● Exercise
Which lines run from the one containing "the ivy foliage" to the end of the entries? Quote them exactly, and nothing else.

● Exercise inputs
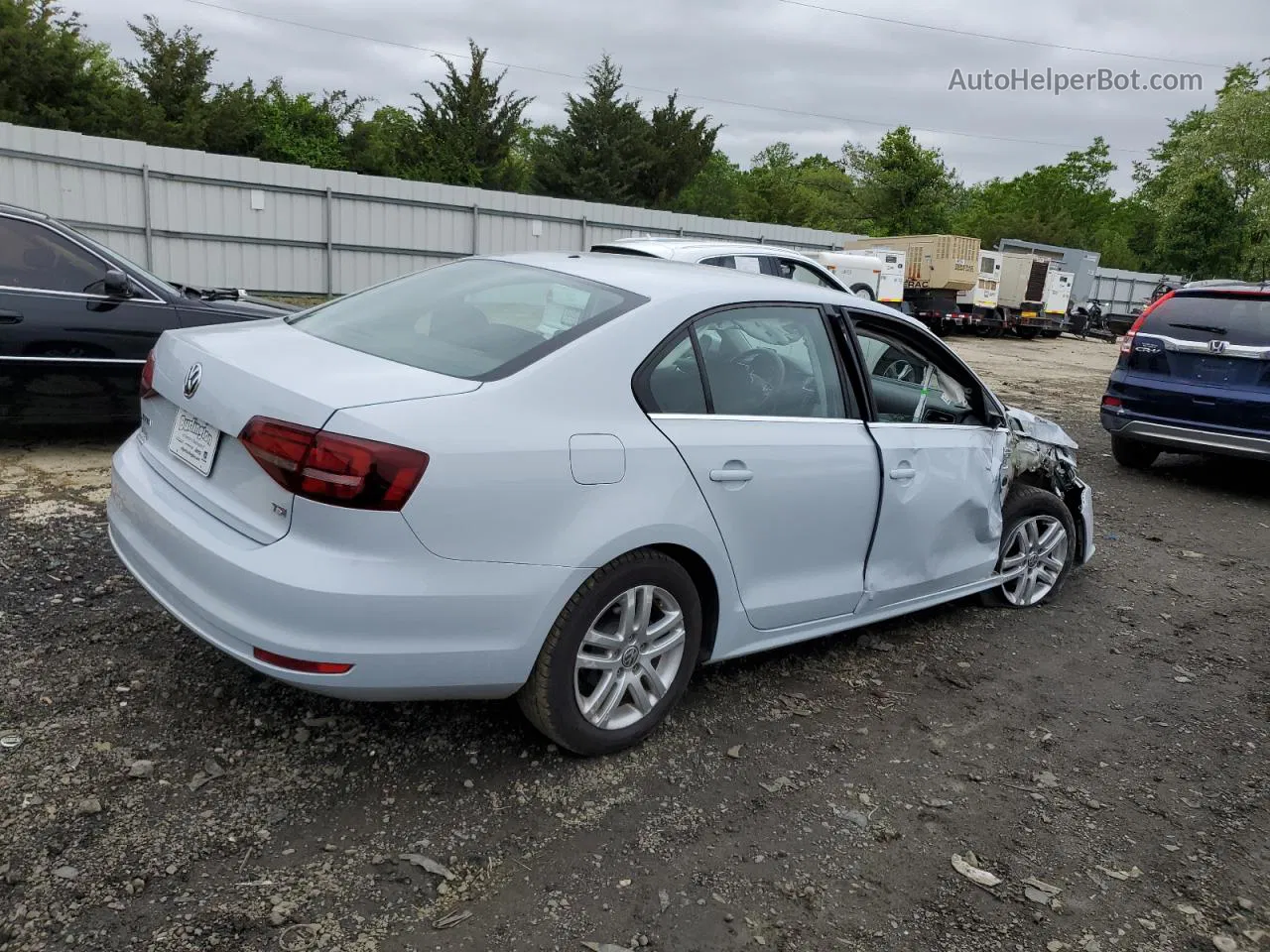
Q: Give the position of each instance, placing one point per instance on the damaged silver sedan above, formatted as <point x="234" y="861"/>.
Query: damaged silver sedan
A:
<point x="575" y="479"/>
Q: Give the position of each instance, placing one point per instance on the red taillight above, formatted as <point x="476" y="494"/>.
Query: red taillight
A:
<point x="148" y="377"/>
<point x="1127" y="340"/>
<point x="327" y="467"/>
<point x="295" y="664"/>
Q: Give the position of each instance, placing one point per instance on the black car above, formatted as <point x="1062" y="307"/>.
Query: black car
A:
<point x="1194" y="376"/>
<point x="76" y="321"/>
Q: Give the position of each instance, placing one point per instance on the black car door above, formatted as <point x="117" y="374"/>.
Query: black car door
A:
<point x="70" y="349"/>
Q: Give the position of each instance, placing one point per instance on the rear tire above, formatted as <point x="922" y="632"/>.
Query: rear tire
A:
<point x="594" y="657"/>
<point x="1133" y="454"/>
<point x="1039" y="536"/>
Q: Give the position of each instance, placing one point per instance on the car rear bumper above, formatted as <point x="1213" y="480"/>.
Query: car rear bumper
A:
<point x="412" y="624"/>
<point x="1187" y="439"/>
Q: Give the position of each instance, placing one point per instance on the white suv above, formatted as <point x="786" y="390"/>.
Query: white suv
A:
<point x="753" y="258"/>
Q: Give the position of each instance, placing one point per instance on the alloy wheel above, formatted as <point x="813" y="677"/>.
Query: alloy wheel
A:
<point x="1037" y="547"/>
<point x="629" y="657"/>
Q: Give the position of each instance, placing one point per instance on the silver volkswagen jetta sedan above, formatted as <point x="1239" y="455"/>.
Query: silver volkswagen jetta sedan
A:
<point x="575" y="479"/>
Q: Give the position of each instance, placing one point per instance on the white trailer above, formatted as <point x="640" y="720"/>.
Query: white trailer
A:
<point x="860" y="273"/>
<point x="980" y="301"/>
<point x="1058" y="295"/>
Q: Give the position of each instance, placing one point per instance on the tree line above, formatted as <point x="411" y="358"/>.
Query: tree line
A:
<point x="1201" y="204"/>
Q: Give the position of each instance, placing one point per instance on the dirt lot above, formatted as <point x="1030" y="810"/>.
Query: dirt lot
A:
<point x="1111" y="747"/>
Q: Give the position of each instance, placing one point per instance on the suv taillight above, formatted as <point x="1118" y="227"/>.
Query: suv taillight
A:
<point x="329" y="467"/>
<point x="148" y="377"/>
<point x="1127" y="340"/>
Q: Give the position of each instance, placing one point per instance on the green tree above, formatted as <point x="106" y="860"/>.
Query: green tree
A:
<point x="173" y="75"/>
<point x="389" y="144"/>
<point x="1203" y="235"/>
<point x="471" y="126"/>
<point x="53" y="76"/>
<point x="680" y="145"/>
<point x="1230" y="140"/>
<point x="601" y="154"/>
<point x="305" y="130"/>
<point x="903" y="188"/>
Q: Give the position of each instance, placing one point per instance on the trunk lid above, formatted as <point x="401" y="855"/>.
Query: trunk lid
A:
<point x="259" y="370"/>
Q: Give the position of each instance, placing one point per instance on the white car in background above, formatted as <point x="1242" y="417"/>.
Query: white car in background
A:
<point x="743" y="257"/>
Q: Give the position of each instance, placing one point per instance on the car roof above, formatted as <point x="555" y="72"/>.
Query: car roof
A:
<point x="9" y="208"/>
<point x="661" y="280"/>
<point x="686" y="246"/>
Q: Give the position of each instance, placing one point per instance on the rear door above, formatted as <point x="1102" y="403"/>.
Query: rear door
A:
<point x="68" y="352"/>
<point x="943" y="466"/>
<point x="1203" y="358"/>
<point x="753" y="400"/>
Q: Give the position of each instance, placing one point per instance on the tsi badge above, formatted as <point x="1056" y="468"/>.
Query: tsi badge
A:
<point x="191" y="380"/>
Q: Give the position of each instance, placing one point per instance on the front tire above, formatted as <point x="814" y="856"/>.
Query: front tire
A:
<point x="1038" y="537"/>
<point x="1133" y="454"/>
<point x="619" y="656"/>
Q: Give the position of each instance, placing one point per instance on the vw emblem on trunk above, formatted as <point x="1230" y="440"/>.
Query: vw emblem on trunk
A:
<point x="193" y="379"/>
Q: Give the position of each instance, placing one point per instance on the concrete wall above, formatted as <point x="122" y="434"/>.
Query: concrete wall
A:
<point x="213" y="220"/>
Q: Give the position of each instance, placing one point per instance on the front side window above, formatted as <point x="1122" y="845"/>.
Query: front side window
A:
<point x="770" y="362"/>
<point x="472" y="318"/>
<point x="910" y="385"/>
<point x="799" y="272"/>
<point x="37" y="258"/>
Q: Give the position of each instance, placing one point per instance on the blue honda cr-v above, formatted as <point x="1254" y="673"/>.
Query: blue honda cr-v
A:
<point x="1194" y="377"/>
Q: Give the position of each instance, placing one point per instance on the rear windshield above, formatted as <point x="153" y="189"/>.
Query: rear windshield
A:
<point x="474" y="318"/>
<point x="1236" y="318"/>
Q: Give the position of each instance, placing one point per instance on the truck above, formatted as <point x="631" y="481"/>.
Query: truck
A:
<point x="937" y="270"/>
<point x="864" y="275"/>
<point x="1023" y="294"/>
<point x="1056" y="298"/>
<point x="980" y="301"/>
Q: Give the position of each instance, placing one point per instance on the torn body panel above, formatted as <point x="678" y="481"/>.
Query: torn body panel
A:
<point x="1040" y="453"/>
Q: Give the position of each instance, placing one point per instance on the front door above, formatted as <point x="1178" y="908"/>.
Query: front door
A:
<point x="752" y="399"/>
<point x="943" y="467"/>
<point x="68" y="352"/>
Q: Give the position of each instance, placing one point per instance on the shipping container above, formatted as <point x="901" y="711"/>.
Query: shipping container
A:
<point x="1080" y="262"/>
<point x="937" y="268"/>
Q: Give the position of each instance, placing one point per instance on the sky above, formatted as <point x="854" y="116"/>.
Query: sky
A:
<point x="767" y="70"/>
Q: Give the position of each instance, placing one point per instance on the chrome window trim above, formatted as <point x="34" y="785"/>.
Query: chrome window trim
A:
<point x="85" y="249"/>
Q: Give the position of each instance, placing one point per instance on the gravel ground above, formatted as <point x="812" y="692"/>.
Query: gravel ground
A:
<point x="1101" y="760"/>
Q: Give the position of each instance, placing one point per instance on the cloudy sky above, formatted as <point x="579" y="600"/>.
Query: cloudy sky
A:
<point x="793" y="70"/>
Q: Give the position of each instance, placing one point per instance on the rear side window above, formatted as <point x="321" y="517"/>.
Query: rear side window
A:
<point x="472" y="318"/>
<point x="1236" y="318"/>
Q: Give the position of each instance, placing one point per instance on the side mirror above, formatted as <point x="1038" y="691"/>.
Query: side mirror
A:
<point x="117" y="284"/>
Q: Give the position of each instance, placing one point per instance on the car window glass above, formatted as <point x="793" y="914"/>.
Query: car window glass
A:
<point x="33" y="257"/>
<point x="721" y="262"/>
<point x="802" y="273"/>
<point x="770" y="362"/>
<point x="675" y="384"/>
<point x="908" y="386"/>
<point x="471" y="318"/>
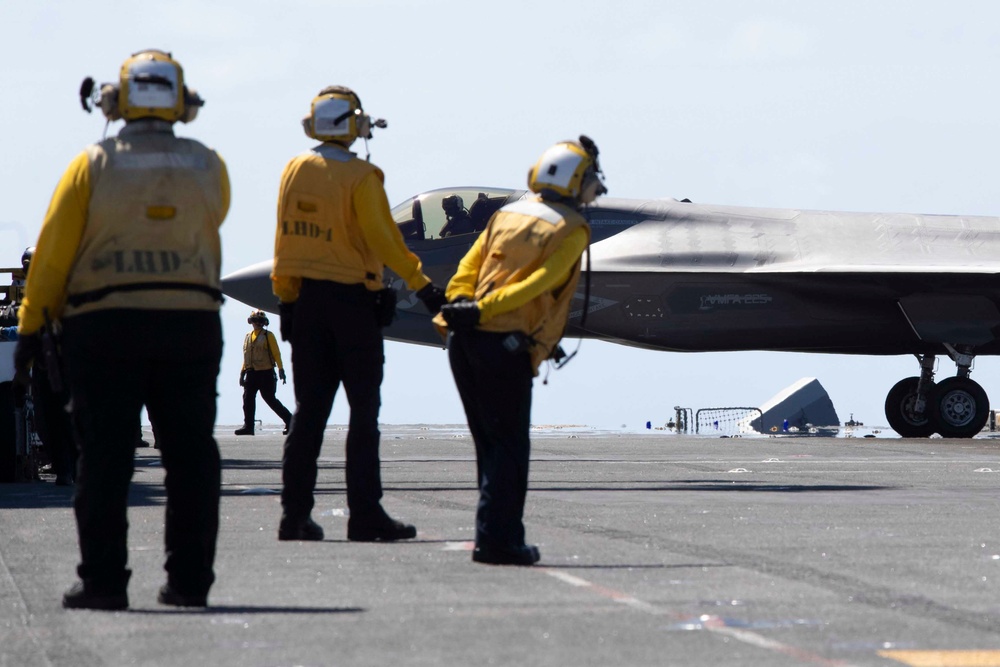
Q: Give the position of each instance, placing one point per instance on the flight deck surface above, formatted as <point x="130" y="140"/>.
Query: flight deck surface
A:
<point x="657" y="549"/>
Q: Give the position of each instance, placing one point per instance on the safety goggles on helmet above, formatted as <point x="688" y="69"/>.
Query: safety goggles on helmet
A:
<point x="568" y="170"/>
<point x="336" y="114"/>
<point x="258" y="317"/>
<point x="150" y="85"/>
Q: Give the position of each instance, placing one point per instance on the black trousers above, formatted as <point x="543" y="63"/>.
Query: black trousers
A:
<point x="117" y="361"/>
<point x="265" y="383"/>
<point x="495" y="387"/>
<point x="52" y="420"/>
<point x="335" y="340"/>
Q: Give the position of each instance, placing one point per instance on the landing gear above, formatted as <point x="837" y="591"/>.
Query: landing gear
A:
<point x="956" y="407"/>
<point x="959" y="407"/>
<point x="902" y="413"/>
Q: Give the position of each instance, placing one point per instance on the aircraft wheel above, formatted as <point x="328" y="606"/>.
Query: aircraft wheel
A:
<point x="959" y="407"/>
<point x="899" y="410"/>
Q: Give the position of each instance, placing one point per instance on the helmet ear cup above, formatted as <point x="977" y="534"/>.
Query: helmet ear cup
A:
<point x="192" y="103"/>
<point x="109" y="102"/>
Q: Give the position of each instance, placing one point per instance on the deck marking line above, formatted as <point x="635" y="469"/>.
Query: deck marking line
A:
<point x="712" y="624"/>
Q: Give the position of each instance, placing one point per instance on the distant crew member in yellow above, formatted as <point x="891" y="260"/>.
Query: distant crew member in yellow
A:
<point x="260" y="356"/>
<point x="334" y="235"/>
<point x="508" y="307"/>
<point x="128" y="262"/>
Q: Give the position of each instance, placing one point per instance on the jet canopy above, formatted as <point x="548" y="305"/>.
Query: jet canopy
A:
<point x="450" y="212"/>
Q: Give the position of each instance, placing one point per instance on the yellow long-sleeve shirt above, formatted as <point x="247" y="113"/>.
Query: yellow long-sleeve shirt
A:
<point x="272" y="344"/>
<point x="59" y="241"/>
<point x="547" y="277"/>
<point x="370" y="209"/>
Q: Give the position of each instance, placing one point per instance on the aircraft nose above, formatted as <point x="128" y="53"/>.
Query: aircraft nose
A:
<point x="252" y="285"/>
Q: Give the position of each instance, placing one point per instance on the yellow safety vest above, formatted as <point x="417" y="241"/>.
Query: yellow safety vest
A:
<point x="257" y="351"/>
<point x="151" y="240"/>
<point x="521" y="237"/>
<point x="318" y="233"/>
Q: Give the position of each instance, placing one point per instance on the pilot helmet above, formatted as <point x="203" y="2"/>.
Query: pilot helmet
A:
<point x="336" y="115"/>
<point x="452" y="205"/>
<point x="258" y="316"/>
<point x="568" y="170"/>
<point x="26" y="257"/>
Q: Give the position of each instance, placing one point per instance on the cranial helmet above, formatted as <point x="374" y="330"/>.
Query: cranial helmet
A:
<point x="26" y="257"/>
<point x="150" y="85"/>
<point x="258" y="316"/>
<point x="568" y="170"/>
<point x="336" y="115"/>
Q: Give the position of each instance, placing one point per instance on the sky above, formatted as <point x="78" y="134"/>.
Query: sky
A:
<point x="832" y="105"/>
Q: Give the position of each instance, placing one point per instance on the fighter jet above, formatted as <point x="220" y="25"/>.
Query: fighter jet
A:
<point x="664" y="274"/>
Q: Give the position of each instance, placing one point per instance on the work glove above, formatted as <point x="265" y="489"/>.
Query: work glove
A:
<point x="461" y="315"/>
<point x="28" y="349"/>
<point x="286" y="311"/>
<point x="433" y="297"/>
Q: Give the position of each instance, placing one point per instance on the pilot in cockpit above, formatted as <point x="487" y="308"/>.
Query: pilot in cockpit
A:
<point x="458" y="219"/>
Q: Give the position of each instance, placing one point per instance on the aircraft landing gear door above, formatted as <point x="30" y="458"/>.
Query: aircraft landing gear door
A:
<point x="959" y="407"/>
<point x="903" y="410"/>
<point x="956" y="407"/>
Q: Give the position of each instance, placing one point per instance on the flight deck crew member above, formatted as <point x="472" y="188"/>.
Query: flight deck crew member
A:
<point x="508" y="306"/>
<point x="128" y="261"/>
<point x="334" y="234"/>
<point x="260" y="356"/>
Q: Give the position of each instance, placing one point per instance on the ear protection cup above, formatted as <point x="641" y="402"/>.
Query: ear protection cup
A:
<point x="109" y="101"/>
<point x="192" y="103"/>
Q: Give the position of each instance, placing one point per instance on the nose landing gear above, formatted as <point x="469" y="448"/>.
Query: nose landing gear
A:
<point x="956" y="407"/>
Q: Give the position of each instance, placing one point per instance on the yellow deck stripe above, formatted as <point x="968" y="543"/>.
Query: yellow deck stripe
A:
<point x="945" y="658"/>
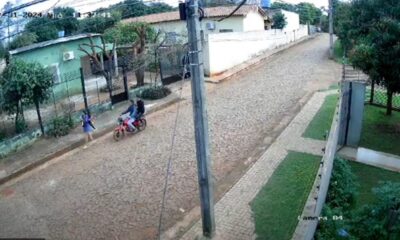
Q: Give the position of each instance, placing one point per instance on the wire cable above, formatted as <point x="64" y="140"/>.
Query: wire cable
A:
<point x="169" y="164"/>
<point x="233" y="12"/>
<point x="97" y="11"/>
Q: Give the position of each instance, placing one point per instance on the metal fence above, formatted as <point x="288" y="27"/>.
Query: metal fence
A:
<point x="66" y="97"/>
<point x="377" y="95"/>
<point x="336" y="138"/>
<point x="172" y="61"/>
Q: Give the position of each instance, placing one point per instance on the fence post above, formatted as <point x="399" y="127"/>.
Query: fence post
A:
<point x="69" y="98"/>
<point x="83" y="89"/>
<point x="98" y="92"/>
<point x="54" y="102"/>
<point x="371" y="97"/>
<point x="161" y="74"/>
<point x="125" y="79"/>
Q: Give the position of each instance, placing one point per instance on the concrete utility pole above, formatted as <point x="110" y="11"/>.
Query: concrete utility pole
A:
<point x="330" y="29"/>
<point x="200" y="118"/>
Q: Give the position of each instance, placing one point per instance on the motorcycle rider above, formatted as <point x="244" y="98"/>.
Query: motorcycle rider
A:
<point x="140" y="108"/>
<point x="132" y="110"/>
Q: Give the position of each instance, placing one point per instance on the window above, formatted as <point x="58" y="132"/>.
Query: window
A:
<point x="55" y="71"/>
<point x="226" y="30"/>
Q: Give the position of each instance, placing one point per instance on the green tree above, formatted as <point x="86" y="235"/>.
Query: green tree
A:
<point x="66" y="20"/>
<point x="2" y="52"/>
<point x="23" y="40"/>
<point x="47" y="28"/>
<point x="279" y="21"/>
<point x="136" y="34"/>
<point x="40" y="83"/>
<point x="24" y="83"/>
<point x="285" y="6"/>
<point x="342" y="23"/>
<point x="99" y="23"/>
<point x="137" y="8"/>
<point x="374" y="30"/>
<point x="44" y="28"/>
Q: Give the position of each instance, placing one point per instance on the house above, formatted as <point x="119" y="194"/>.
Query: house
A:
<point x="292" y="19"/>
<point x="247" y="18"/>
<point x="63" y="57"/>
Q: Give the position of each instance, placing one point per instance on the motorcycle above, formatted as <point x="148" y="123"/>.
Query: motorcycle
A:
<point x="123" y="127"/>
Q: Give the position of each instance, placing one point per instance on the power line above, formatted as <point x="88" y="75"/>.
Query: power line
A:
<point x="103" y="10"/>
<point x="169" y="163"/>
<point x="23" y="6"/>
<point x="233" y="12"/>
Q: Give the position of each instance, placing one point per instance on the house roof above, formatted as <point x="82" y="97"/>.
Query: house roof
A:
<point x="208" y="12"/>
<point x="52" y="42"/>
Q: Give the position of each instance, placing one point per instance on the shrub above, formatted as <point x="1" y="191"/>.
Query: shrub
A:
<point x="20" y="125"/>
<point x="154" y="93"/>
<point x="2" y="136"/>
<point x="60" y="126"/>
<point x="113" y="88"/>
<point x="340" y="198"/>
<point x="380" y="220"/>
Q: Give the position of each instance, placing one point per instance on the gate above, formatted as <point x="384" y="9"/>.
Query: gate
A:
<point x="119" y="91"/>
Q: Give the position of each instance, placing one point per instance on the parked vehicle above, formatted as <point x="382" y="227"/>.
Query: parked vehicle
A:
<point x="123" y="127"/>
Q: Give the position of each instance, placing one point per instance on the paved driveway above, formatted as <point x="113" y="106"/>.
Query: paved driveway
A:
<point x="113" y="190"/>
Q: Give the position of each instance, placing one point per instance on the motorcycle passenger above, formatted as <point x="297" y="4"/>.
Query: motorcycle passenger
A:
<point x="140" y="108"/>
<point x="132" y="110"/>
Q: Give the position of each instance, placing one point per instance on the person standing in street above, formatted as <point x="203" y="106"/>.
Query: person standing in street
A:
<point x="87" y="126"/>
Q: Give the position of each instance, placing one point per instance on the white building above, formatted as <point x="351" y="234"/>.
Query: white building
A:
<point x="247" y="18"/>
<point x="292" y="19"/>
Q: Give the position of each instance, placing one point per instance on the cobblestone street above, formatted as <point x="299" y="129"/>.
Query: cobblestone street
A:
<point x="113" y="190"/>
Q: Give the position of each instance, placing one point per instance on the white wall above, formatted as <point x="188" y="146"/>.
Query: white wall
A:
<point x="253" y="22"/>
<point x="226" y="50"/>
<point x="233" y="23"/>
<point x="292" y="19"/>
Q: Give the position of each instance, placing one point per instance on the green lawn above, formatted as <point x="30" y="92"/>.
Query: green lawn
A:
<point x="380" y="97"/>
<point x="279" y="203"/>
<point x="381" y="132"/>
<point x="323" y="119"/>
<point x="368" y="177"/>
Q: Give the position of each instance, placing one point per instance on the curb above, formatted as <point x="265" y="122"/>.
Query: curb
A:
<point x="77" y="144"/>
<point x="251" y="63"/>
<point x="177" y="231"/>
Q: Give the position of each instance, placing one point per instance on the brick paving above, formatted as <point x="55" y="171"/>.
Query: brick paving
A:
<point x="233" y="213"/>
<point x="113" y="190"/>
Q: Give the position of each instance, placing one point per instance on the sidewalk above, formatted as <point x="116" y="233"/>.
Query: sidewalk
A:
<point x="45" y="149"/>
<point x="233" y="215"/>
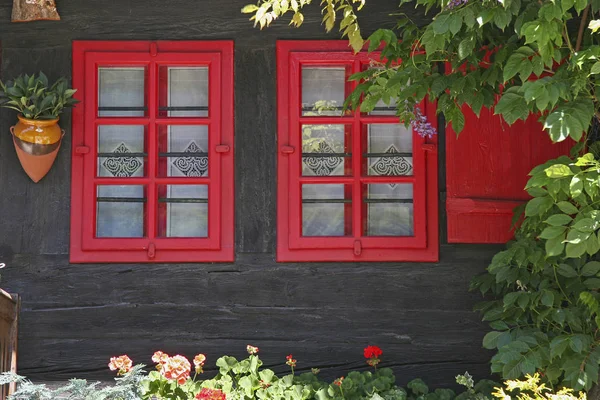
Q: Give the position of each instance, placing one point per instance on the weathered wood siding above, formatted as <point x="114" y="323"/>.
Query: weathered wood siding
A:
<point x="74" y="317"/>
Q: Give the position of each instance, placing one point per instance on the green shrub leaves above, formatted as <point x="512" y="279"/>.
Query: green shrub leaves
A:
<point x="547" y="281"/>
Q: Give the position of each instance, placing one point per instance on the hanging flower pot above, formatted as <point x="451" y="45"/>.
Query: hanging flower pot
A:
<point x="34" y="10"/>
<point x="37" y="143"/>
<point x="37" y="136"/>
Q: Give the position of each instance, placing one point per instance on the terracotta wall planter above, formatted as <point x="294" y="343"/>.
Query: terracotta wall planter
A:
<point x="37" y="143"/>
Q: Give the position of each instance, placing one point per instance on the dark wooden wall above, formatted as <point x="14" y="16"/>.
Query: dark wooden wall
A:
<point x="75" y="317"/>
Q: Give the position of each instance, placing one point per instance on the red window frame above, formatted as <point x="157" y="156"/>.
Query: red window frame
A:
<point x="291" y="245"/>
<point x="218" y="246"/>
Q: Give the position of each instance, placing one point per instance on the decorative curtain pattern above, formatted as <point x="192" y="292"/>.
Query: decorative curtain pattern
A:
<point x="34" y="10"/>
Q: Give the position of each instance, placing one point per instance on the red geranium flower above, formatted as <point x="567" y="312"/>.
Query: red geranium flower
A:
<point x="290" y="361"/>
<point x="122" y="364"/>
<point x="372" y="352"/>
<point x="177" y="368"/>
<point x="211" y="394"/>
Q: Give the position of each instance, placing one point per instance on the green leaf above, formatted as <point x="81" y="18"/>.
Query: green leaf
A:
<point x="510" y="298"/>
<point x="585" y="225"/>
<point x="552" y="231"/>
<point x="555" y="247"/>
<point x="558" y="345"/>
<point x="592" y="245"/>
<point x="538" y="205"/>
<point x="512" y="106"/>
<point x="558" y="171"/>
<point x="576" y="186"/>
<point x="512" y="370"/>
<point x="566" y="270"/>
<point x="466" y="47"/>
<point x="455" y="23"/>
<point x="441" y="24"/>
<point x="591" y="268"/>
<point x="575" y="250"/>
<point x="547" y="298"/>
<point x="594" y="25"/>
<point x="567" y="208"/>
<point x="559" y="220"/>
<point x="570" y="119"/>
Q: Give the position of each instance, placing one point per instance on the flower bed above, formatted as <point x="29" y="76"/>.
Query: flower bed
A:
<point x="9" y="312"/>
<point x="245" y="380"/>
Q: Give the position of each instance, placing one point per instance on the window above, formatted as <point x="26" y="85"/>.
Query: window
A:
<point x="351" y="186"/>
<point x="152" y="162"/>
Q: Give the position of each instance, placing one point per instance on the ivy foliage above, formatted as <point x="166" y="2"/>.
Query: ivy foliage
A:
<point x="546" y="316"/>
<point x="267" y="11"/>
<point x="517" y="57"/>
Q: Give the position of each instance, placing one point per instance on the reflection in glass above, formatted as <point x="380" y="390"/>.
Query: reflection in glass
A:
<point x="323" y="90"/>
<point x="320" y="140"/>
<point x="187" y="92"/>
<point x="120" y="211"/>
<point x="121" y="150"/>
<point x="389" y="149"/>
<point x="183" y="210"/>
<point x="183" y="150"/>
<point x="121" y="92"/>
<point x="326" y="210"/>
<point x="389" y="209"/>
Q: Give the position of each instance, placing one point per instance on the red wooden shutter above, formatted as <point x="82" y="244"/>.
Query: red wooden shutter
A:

● Exercise result
Q: Give the position of each instance, placing one point per instance on the ivy foliage above, formatted as <point x="166" y="2"/>.
Query: ivy foliage
A:
<point x="546" y="316"/>
<point x="267" y="11"/>
<point x="517" y="57"/>
Q: Give the position of each instance, placing one point per instance on the reflection in glass above, formatted as <point x="380" y="390"/>.
Query: reflection in glass
A:
<point x="323" y="90"/>
<point x="320" y="140"/>
<point x="187" y="92"/>
<point x="120" y="211"/>
<point x="121" y="150"/>
<point x="389" y="149"/>
<point x="183" y="210"/>
<point x="183" y="150"/>
<point x="121" y="92"/>
<point x="326" y="210"/>
<point x="389" y="209"/>
Q: Give the position of each instance, placing one point per instance on the red wooden shutter above, formatted as <point x="82" y="244"/>.
Query: red wooden shutter
A:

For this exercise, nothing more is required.